▶ [Problem statement]: Each line from the line containing "Guideline: for every instance of the glossy" through the last line of the entries is to be reproduced exactly as it stands.

BEGIN Supplied data

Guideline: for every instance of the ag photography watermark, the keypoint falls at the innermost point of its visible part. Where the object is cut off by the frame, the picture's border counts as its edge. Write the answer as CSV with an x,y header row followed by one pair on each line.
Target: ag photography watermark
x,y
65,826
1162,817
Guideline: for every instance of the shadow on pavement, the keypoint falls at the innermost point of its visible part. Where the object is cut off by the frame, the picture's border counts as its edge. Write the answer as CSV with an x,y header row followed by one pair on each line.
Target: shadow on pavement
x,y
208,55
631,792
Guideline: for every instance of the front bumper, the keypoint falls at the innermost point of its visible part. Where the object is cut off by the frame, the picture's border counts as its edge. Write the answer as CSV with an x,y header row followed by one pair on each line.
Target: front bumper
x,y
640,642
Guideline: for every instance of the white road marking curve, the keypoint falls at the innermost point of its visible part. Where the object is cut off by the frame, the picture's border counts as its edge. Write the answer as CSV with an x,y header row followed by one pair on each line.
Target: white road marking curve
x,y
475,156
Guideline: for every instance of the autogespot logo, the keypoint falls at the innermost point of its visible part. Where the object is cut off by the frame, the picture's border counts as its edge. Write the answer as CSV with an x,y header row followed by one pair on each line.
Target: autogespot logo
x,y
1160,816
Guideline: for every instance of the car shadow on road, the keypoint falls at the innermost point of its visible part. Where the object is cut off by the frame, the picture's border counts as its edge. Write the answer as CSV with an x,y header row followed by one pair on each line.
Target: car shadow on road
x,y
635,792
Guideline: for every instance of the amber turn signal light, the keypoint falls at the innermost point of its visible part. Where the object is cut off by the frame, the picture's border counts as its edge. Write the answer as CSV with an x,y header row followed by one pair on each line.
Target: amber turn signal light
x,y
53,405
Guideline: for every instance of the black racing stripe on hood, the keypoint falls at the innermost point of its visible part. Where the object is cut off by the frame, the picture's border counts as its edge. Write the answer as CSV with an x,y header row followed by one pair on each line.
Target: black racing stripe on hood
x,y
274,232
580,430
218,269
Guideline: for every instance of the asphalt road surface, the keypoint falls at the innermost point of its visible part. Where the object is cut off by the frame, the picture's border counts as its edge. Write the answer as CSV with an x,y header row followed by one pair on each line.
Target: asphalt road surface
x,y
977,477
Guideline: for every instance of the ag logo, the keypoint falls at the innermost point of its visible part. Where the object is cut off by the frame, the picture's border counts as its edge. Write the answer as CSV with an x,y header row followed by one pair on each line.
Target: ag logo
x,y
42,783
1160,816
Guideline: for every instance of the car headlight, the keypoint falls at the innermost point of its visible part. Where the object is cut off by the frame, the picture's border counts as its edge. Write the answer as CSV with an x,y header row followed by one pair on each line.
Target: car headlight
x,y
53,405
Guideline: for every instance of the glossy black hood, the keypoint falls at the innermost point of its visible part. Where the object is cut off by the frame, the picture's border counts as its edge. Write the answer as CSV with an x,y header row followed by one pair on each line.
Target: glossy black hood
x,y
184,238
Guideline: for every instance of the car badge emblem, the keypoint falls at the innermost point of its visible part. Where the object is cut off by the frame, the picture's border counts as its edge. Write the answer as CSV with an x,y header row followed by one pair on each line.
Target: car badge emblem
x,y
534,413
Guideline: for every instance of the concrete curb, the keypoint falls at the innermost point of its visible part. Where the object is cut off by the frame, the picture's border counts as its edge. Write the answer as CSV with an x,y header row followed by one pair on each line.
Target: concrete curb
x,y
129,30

END Supplied data

▶ [Written answer]:
Guideline: for every instance of the glossy black hood, the keypoint falls at the innermost point of its visible part. Where the object is cut off by the frame, the picture's border counts as its edge. Write the answer as CSV with an x,y header row followed by one pair on each line.
Target: glossy black hood
x,y
184,238
Guideline: for every instance of the car badge emblem, the keypoint falls at the innermost point of its visible part. Where the object is cut off by the frame, the picture's border counts as its edge. Write the answer as CSV with an x,y header row followed by one pair on each line.
Target: car badge emblem
x,y
534,413
Guideline: for every instance of the concrete curb, the keypoint falls at the innermost point of its visible part. Where the object is cut off by the frame, the picture's border counts as its edge. Write the answer as CSV with an x,y header row followed by one pair on each line.
Target: concrete curb
x,y
129,30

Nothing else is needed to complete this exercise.